§ **What you need to do**
a. Reproduce the portion of the protein hydrolysis text starting at "The hydrolysis experiments" and ending at "41˚C ± 1˚C.".
b. Using the protein hydrolysis text, answer the following:
(i) What pH values were used for the hydrolysis experiments?
(ii) Which compound was used to prepare the TNBS standard calibration curve?
(iii) How long did all hydrolysis experiments last?

§ **Document extract**
However he determined that the pH was naturally found to exert an independent influence  (p. 189, p. 315) on the properties of the hydrolysates and so recommended that the pH should be controlled and in most cases maintained constant during hydrolysis processes.
3.2. Measurement of the Rate of Hydrolysis, Using the pH-Stat
During the hydrolytic breakdown of proteins, the degree of ionisation of the free carboxyland aminogroups formed will depend on the initial pH of hydrolysis. At pH values above the area given by the pK of the amino and carboxyl groups (around the region of pH 5 - 6) the amino groups will be only partially protonated (or entirely unprotonated) whilst the carboxyl groups would be fully dissociated. As a consequence the pH would tend to decrease with the progress of hydrolysis, if left uncontrolled. In order for the hydrolysis to proceed at constant pH, alkali must be added so as to titrate the liberated carboxyl groups  (p. 11, p. 132).
It was found that the pH-stat technique was highly dependent on the pH of hydrolysis and thus the pH meter was calibrated prior to each experiment, accompanied by daily cleaning and maintenance of the probe.
3.3. Measurement of the Rate of Hydrolysis, Using the TNBS Method
Each hydrolysis experiment carried out and measured by the pH-stat technique was also assessed using the TNBS method.
A TNBS standard calibration curve was prepared using L-leucine and was found to be linear (R2 = 0.991) .
One of the variables eliminated from the investigation using model systems was the temperature of hydrolysis. The lowest temperature at which complete solubilisation of the fish flesh occurred within 2 - 3 hours (at the given conditions) was found to be approximately 40˚C, consequently this was the temperature used in all the model experiments.
3.5. Effect of the pH on the Rate of Hydrolysis (pH Stat and TNBS)
The hydrolysis experiments were carried out at different pH values (namely 6.5, 7.0, 7.5, and 8.0) and were monitored both with the pH-stat and the TNBS technique, in order to measure the rates of hydrolysis with the three enzymes and also compare the methods.
The duration of all hydrolysis experiments was 3.5 hours and the temperature was 41˚C ± 1˚C.

§ **Data for analysis**

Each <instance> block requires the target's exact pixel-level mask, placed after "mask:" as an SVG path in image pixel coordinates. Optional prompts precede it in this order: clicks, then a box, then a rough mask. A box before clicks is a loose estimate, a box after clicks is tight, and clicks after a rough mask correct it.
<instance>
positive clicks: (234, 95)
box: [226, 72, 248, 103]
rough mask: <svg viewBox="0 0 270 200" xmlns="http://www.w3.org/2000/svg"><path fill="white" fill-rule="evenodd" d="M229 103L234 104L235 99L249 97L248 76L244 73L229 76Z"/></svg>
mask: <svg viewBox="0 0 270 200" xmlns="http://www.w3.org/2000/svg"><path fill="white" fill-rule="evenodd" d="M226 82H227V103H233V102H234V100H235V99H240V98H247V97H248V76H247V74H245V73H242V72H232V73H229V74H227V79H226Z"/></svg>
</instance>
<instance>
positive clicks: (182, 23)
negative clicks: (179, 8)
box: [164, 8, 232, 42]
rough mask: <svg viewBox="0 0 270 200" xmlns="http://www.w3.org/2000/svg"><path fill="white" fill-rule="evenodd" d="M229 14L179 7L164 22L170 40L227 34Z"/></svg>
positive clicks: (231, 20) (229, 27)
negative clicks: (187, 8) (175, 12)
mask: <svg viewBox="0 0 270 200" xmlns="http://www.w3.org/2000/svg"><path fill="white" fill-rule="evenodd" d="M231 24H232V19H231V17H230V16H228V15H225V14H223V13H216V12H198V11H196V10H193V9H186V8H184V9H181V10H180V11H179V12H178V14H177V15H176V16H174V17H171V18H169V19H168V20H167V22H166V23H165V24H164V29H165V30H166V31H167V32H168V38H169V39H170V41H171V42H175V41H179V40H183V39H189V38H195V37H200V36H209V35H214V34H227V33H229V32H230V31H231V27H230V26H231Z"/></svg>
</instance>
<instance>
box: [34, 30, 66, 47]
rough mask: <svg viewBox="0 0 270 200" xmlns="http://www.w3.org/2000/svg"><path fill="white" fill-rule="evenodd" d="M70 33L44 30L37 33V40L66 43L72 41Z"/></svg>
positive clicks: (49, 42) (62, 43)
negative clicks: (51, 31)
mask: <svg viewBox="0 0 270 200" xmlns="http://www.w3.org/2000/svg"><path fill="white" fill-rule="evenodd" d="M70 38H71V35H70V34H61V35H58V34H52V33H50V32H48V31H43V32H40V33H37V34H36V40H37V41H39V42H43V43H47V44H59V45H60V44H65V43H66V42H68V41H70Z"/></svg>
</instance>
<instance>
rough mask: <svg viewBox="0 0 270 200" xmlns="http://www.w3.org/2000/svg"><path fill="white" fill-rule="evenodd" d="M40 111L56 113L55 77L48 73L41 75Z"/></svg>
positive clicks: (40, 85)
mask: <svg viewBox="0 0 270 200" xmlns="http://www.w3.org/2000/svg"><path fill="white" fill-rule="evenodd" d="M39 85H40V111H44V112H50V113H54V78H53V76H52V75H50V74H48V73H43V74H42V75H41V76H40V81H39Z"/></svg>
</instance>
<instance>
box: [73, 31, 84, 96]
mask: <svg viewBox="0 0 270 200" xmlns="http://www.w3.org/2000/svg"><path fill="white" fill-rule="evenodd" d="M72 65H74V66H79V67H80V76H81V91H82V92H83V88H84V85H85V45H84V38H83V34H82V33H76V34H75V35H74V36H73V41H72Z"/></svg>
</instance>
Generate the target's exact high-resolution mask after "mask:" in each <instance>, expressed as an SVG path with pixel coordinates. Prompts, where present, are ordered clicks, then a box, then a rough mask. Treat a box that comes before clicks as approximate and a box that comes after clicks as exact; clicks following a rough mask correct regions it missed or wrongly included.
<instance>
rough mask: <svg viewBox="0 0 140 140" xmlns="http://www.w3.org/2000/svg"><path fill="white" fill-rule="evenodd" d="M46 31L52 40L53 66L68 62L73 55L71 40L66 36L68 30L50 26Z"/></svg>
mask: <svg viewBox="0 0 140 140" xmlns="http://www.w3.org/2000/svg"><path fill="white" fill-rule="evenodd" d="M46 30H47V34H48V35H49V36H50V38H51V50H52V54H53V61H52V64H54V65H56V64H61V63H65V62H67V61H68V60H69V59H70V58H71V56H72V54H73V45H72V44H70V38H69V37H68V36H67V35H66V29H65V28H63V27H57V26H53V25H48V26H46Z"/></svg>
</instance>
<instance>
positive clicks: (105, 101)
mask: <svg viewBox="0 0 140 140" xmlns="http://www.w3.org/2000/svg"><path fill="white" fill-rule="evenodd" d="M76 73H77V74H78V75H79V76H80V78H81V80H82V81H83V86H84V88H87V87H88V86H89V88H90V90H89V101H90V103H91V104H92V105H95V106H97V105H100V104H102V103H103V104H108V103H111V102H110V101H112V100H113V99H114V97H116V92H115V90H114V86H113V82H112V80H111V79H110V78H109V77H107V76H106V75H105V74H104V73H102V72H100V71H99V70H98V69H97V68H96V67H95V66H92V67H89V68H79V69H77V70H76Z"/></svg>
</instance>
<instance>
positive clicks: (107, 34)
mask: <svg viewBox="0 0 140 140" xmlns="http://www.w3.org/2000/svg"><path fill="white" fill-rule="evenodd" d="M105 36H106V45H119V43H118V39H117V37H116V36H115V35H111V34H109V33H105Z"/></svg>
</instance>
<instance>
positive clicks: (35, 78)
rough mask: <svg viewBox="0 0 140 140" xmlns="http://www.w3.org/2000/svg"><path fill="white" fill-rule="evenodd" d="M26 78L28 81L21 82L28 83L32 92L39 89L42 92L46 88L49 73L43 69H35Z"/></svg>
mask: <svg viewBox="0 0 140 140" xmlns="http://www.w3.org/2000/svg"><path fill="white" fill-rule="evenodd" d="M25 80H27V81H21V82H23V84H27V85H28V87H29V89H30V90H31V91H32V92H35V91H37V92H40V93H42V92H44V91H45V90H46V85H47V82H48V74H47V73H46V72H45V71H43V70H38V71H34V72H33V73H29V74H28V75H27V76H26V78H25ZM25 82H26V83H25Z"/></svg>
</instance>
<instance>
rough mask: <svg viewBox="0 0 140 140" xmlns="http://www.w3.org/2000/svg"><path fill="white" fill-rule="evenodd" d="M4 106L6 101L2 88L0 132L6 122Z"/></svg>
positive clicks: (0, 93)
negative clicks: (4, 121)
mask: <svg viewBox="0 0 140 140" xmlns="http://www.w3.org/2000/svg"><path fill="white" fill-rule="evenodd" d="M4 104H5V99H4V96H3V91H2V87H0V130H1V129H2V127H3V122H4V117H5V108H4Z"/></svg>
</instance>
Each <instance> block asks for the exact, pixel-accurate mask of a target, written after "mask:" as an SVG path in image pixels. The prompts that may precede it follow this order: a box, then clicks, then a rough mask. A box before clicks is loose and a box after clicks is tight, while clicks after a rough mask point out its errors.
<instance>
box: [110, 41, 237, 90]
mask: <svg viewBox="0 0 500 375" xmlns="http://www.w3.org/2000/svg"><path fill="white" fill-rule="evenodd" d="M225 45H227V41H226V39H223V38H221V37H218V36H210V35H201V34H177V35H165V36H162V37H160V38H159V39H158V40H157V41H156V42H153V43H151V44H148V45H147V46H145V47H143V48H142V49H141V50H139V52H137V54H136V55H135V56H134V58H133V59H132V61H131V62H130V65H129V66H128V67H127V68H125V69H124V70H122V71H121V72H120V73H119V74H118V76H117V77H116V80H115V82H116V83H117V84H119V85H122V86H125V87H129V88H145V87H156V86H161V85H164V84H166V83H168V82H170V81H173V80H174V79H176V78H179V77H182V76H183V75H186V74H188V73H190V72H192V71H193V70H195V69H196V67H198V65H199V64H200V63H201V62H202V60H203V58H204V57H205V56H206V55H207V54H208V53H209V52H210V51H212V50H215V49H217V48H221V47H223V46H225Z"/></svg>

§ **Solved tasks**
a.
The hydrolysis experiments were carried out at different pH values (namely 6.5, 7.0, 7.5, and 8.0) and were monitored both with the pH-stat and the TNBS technique, in order to measure the rates of hydrolysis with the three enzymes and also compare the methods.
The duration of all hydrolysis experiments was 3.5 hours and the temperature was 41˚C ± 1˚C.

b.
(i) 6.5, 7.0, 7.5, and 8.0
(ii) L-leucine
(iii) 3.5 hours